**TASK PROMPT:**
Please set down only the lines between the line containing "Labeling fields. Category: asphalt" and the end of the records, inclusive, exactly as they stand.

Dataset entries

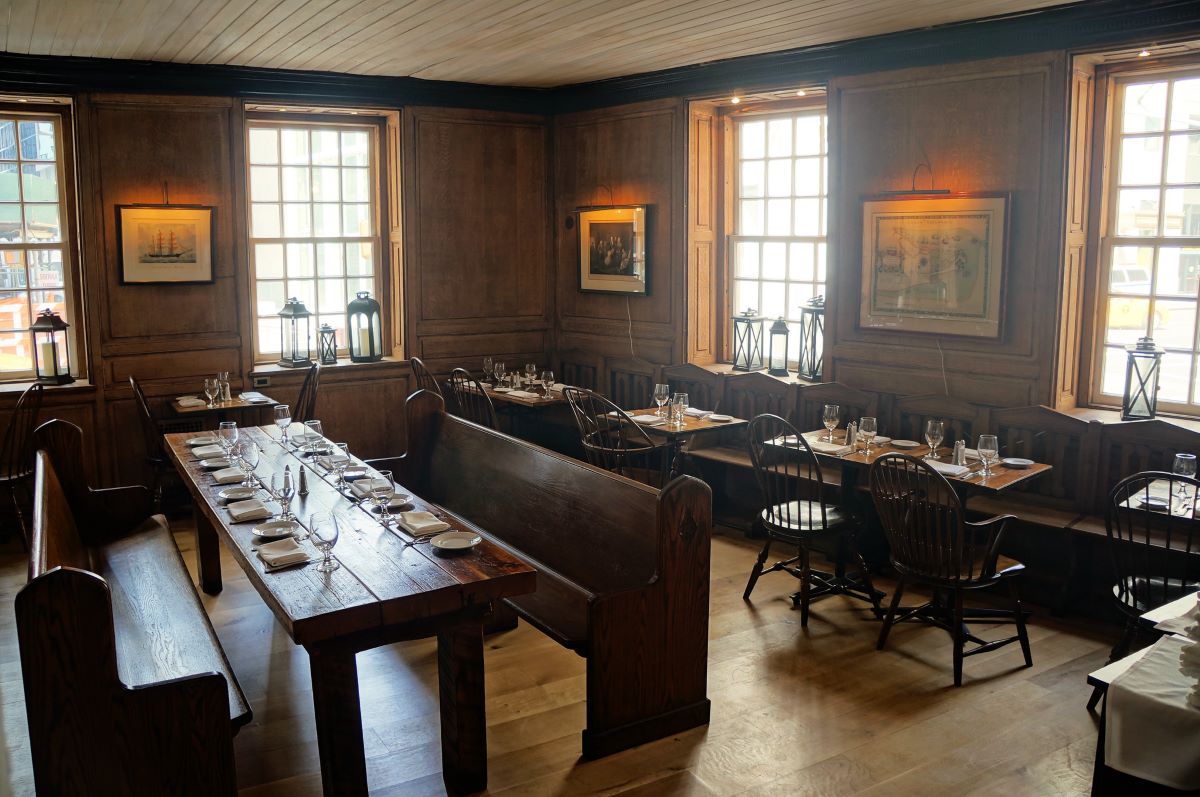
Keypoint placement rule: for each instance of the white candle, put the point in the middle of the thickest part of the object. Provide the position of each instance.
(49, 364)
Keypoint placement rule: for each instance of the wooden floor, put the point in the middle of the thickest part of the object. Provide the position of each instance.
(795, 712)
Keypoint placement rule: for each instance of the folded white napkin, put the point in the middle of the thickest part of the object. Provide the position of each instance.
(421, 523)
(948, 468)
(228, 475)
(205, 451)
(249, 509)
(281, 553)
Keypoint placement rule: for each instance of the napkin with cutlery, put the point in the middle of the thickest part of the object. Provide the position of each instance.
(228, 475)
(421, 523)
(249, 509)
(282, 553)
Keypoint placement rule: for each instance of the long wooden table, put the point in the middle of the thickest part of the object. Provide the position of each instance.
(387, 591)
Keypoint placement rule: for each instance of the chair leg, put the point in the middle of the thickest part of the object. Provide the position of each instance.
(892, 615)
(1019, 618)
(757, 570)
(959, 636)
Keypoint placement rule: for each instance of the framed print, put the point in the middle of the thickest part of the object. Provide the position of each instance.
(612, 250)
(935, 263)
(165, 244)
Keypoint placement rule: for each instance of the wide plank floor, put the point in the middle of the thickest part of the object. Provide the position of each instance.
(795, 711)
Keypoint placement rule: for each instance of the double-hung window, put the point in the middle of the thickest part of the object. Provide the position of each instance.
(315, 221)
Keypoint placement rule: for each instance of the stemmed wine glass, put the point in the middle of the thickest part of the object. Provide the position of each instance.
(282, 419)
(988, 448)
(211, 388)
(935, 431)
(829, 418)
(323, 529)
(661, 396)
(867, 429)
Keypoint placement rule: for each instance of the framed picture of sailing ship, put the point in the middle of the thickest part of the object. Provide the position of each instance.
(166, 244)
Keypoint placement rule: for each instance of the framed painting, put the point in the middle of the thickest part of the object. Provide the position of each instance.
(166, 244)
(612, 250)
(934, 263)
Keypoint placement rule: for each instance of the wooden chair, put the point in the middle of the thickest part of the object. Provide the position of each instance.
(469, 399)
(612, 441)
(933, 544)
(306, 403)
(17, 454)
(796, 514)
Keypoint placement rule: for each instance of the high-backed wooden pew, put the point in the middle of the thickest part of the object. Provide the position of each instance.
(622, 569)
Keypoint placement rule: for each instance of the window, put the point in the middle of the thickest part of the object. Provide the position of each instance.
(35, 262)
(1150, 251)
(778, 250)
(313, 222)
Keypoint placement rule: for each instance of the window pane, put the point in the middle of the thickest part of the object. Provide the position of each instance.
(1141, 160)
(1138, 211)
(1183, 159)
(751, 136)
(1186, 105)
(1145, 106)
(264, 145)
(745, 259)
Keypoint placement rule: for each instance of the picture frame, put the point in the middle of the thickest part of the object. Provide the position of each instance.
(166, 244)
(612, 250)
(935, 263)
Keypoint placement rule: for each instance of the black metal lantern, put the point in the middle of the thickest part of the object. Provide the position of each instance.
(748, 341)
(363, 329)
(811, 339)
(327, 345)
(1141, 381)
(295, 343)
(52, 348)
(777, 357)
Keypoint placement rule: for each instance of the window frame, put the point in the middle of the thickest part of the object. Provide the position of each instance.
(377, 126)
(1102, 238)
(69, 220)
(730, 195)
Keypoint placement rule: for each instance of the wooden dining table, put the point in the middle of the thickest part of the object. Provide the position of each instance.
(388, 588)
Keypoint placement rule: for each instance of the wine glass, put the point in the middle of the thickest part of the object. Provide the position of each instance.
(829, 418)
(323, 531)
(211, 388)
(282, 419)
(661, 395)
(227, 435)
(988, 448)
(935, 431)
(381, 492)
(867, 429)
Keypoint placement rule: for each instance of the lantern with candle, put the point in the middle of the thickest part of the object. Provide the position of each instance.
(294, 335)
(52, 348)
(363, 329)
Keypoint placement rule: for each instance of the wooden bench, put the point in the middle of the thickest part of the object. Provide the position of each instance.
(127, 690)
(622, 569)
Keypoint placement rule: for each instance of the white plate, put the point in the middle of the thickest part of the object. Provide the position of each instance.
(456, 540)
(275, 528)
(237, 493)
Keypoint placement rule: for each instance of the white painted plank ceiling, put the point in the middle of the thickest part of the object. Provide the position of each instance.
(508, 42)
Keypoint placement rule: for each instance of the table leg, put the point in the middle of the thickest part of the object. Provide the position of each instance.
(335, 696)
(208, 553)
(461, 690)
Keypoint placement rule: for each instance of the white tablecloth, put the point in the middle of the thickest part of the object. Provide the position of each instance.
(1152, 732)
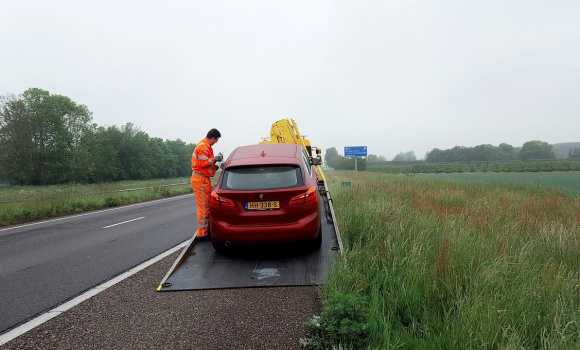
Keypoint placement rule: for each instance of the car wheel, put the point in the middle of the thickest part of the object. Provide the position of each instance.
(219, 247)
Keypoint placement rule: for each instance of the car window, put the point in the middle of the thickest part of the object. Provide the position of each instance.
(262, 177)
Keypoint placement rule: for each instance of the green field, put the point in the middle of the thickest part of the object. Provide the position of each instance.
(564, 181)
(438, 264)
(25, 203)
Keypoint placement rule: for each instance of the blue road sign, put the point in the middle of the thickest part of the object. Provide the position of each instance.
(355, 151)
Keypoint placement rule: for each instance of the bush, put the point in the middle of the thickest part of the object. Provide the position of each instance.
(343, 321)
(111, 202)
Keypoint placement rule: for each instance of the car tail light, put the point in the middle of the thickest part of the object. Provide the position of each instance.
(307, 197)
(220, 202)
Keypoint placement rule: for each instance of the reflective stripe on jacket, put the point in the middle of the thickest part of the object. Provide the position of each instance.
(202, 159)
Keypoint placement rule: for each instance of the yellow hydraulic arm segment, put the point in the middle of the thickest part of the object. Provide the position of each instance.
(286, 131)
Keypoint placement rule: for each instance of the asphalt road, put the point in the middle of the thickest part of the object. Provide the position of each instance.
(44, 264)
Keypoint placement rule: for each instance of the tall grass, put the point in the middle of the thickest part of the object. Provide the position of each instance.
(25, 203)
(447, 265)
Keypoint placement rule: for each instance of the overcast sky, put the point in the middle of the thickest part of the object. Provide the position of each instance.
(395, 76)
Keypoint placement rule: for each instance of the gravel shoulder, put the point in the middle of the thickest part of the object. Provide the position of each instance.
(132, 315)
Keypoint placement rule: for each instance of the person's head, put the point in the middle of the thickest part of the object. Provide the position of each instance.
(213, 136)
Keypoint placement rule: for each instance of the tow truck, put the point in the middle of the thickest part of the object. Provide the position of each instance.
(199, 266)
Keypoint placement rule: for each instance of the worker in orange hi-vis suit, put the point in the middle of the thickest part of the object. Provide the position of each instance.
(203, 166)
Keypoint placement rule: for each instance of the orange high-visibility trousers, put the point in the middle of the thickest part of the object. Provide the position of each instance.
(201, 186)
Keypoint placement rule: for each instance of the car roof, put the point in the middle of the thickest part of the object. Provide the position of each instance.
(266, 153)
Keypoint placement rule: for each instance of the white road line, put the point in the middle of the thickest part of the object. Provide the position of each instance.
(91, 213)
(124, 222)
(37, 321)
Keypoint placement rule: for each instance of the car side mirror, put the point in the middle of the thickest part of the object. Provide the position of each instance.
(315, 161)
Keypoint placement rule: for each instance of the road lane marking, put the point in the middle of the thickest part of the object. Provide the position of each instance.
(91, 213)
(124, 222)
(37, 321)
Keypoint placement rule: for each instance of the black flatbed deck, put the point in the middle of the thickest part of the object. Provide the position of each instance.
(255, 266)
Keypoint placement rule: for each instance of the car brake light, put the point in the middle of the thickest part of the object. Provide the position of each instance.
(305, 198)
(220, 202)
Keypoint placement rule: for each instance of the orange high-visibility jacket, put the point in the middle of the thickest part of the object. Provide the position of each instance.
(202, 159)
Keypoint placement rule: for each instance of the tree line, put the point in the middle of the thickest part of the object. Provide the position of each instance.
(50, 139)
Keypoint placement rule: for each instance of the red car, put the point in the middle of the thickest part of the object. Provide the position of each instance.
(266, 193)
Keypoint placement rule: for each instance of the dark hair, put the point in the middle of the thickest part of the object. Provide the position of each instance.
(213, 133)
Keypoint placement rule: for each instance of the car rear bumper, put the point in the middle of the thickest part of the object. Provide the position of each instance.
(305, 229)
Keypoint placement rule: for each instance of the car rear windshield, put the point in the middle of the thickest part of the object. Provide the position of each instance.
(262, 177)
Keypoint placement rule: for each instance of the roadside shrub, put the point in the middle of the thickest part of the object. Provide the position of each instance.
(111, 202)
(343, 321)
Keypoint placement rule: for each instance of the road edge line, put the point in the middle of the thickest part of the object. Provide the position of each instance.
(42, 318)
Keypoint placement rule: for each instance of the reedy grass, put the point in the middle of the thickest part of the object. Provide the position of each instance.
(448, 265)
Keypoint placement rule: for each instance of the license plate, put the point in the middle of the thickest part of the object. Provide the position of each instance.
(267, 205)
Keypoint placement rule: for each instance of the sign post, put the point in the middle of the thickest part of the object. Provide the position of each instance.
(355, 151)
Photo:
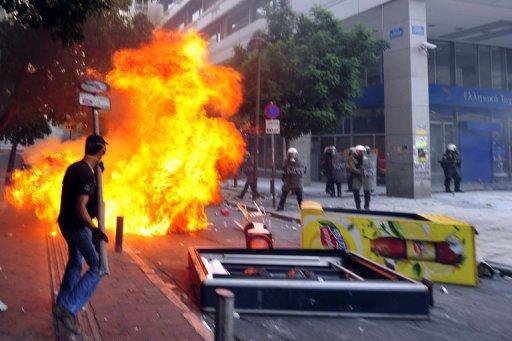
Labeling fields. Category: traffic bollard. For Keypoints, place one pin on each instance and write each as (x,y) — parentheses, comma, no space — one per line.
(119,234)
(224,324)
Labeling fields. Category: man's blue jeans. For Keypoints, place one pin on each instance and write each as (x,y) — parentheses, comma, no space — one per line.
(75,291)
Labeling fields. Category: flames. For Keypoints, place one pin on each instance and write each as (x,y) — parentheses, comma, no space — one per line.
(170,143)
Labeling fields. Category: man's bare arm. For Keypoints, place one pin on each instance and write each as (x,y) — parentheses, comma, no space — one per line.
(83,199)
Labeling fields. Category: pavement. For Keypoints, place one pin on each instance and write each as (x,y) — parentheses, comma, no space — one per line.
(147,295)
(130,303)
(487,210)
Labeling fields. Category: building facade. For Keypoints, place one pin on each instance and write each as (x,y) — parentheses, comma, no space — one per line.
(417,98)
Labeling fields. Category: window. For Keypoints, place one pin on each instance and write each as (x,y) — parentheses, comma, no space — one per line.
(466,68)
(500,153)
(443,58)
(238,19)
(374,72)
(498,68)
(484,61)
(432,66)
(212,33)
(509,68)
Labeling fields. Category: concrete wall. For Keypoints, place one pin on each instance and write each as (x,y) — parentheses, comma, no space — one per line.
(406,100)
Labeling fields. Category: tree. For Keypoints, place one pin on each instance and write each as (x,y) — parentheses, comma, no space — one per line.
(311,68)
(24,130)
(63,19)
(41,77)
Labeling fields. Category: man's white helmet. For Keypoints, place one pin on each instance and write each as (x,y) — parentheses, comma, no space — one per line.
(293,151)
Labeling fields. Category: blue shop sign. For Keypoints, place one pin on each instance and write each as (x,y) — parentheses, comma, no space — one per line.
(396,32)
(470,97)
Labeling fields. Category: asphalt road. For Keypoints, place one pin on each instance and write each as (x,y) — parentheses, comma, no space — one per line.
(483,313)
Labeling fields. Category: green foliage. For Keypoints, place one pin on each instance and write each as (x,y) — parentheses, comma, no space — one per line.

**SOLUTION FOR THIS EXERCISE:**
Labeling fields. Category: asphalt road. For Keypoints, place one pin on each instance and write each as (x,y) — parentheses, comma, no space — one per line.
(483,313)
Labeling fields. Category: green foliage. For Keypoints, place one pin on each instance and write each as (x,y) — parentheses, comma, no space — one per line.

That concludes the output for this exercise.